Action item
Give the entries below again exactly. Their pictures are not needed.

········

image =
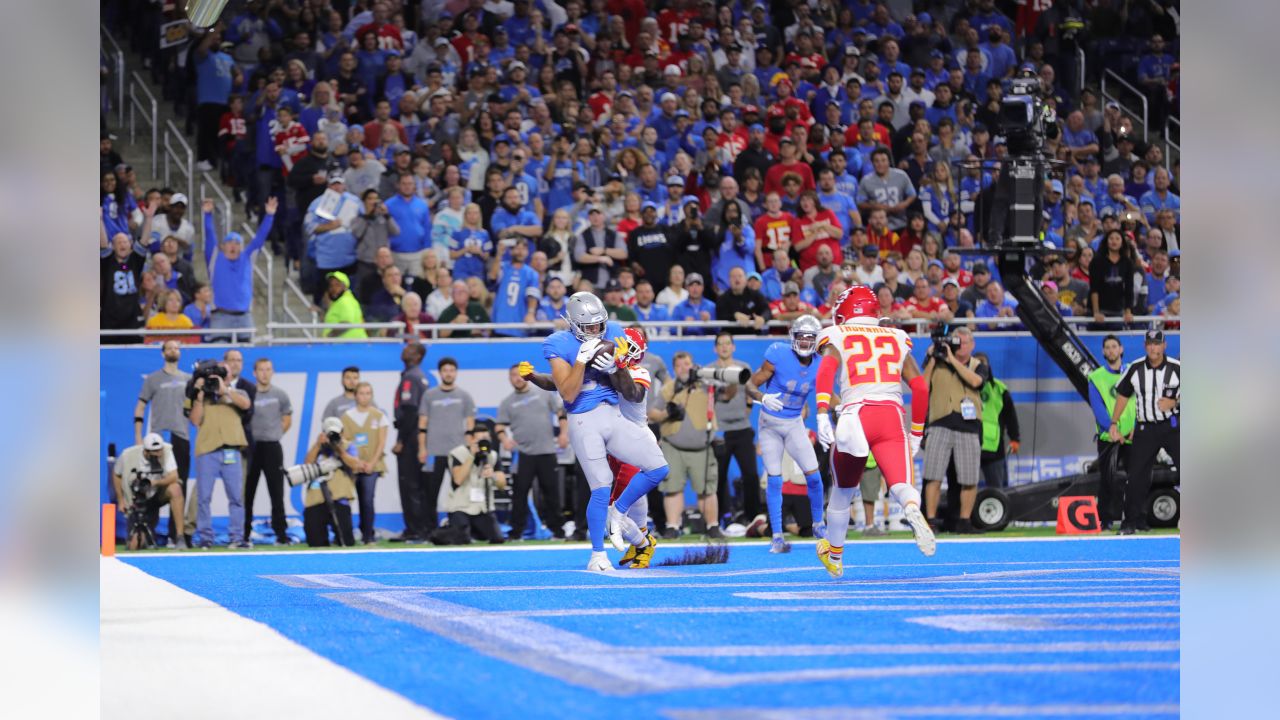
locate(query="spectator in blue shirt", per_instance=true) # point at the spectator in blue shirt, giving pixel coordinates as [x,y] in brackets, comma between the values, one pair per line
[695,306]
[996,304]
[1161,199]
[1001,60]
[470,247]
[519,292]
[414,218]
[231,269]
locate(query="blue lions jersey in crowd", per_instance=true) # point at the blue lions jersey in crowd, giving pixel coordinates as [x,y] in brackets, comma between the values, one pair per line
[791,378]
[595,384]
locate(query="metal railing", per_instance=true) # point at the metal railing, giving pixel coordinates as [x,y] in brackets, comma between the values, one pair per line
[110,50]
[209,183]
[1170,145]
[150,110]
[1116,80]
[177,150]
[1080,67]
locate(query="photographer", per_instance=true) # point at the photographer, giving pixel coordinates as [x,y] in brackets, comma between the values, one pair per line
[145,478]
[474,474]
[316,520]
[215,408]
[954,431]
[686,429]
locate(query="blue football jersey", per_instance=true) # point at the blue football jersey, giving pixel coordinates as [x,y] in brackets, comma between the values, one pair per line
[595,384]
[791,378]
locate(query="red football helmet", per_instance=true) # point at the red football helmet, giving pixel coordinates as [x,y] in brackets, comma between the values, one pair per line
[636,346]
[858,301]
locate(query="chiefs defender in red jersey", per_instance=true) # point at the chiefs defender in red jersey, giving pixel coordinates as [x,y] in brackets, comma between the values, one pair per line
[872,363]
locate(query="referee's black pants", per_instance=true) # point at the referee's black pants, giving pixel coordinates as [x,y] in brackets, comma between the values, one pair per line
[268,458]
[1148,438]
[1110,492]
[543,468]
[739,445]
[412,486]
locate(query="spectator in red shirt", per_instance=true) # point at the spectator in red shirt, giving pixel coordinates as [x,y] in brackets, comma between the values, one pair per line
[775,229]
[818,227]
[951,269]
[787,163]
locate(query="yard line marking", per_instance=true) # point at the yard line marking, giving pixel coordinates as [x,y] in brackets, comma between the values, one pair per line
[1128,710]
[888,648]
[977,623]
[560,654]
[906,595]
[652,573]
[860,607]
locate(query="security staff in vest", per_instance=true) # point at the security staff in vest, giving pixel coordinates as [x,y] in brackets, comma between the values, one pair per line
[163,391]
[474,475]
[1102,401]
[1155,387]
[316,519]
[151,460]
[273,417]
[215,409]
[734,414]
[999,418]
[412,483]
[451,414]
[954,429]
[525,425]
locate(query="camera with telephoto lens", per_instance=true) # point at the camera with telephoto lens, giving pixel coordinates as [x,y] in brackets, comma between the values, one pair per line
[206,370]
[727,376]
[942,338]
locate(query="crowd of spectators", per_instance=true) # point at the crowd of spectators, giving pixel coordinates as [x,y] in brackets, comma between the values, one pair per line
[472,162]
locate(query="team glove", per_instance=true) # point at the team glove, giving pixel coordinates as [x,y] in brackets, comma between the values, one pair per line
[915,438]
[586,351]
[826,436]
[772,401]
[675,411]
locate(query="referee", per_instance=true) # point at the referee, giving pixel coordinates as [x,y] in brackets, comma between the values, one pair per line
[1156,383]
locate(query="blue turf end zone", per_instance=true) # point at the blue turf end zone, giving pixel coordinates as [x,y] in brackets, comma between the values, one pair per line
[1084,628]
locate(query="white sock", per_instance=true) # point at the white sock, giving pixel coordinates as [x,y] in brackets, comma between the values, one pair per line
[837,514]
[905,493]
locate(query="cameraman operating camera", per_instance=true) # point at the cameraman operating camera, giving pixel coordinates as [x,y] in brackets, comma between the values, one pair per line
[954,429]
[146,475]
[215,408]
[472,469]
[316,519]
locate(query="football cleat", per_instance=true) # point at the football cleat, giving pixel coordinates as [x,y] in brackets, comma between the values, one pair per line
[599,563]
[835,566]
[644,555]
[613,529]
[924,538]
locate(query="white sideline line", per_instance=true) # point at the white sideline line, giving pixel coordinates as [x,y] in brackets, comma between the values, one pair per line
[890,648]
[778,609]
[147,624]
[585,546]
[850,712]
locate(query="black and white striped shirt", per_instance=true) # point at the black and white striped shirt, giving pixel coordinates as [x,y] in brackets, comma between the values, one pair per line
[1144,384]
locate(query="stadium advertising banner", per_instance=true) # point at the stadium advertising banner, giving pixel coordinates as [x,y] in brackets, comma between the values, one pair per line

········

Your response
image =
locate(query="spectator in blue shirt", per_instance=true) # point at the spectator in blue shirt, giving pixel coordinates as [x,y] in brackets, comma between the values, one pair per line
[695,306]
[996,304]
[1161,199]
[1001,60]
[470,247]
[519,292]
[414,218]
[231,269]
locate(query="blue lions jersey in crowd", per_instance=true) # point at the blue lions jersey in crowd, giving pixel coordinates as [x,y] in brackets, comma between the values, one pair per line
[791,378]
[595,384]
locate(query="metal railing", per_instance=true) # point at the metal railing, giving pixel coordinates as [x,y] in brackets, comma between the values, one pair per line
[110,50]
[209,183]
[1170,145]
[150,110]
[1116,80]
[177,150]
[1080,67]
locate(query="photographer", per_instance=true) # point at the photographer, giving pixel coordinates as [x,y] in brackets, comma between the values, one pair per line
[145,478]
[474,474]
[316,520]
[215,408]
[954,431]
[686,429]
locate(query="blue football jersey", per_instance=true) # point at the blue football jersey, giving pixel coordinates as [x,y] in brackets, comma between the values, one pair per line
[595,384]
[791,378]
locate(query="red football helmet", per_instance=true) # point at the red football helmet, giving pixel coordinates as [x,y] in brackets, comma between the values, one pair per line
[636,346]
[858,301]
locate(query="chiefs defender in red jersey", per_instance=true) # point at the chiefs defender in red jersey, giving pixel coordinates as [x,y] in brackets, comma between the values, one pair per line
[872,363]
locate(query="referee's black pants", per_instance=true) # point at the referee's black pants, giving pixel coordinates as [x,y] in brackets, comma between the values, one pair per line
[268,458]
[1148,438]
[1110,492]
[543,468]
[739,445]
[412,486]
locate(query="spectator in red shirt", per_instance=true) # point at the spectator in red shirt, giving pixel coordinates as [x,y] in brackets, comma between the values, one pair per line
[775,229]
[818,227]
[951,269]
[787,163]
locate(query="yard line marking", per_instance=true) # point at the yard line marking, giving pixel coordinates as [x,y] in brackets, comma between the values, one pair per line
[1128,710]
[888,648]
[977,623]
[560,654]
[906,595]
[652,573]
[860,607]
locate(query="security staff in vest", per_instance=true) # point at the security staff in vest, giving pixel coordinates as [x,y] in brackets, comma between the values, one pair per line
[163,391]
[474,475]
[1102,401]
[1155,387]
[316,519]
[151,460]
[273,417]
[215,409]
[734,414]
[999,418]
[412,483]
[451,414]
[954,429]
[525,425]
locate(query="camera with telephoto lens", per_instance=true) # point at the camera with telephoto lens, giving pixel coordinates as [x,y] in brackets, comma between the values, one pair per line
[206,370]
[727,376]
[942,338]
locate(query="crowd of spectators", per_instance=true) # point at the crowd of spectators, giving pixel coordinates as [x,y] in brackets, comma between the values, one pair per line
[472,162]
locate(query="team glove", per_instance=true) # point at the team glove, giving pixel coordinates as [x,y] in brackets, comma between the values, one pair per line
[915,438]
[586,351]
[826,436]
[772,401]
[675,411]
locate(query="referee", per_instance=true) # point at the referee, giving pixel coordinates as [x,y] in brackets, comma between the values, one pair per line
[1156,383]
locate(query="blue turf end zone", per_instance=true) # point at the blue turf end zone, giving pixel coordinates as [x,y] in brackets, comma between the values, one pair per line
[1084,628]
locate(query="white sock", per_instance=true) # point at the white sock, giving pixel coordinates as [x,y] in brackets, comma between the values, one pair per line
[837,514]
[905,493]
locate(query="cameraman operating camera", per_instance=true) # point at the cameraman operating camera, giving pixel coordinates as [x,y] in brackets, comma between the values, one pair per line
[954,429]
[146,475]
[215,408]
[472,469]
[316,519]
locate(query="football cleat", per_instance=true) # point at the football cleat, giving pixel coordinates as [x,y] in brackets, comma between the values, one pair per line
[599,563]
[835,566]
[644,555]
[613,529]
[924,538]
locate(query="white sideline line", per_instance=true) # point at the white sideline line, giving pixel coordinates as [x,y] in brackets, comma between the values, one pair per line
[890,648]
[778,609]
[147,624]
[585,546]
[850,712]
locate(query="black and white striped shirt", per_instance=true) # point at the black and white striped shirt, giving pixel coordinates as [x,y] in brackets, comma between the values, one pair per line
[1144,384]
locate(query="stadium advertising banner", per_instance=true) # point at the stadium advertising banner, giving pixel coordinates as [x,y] in brackets, comma between the values, one pair per line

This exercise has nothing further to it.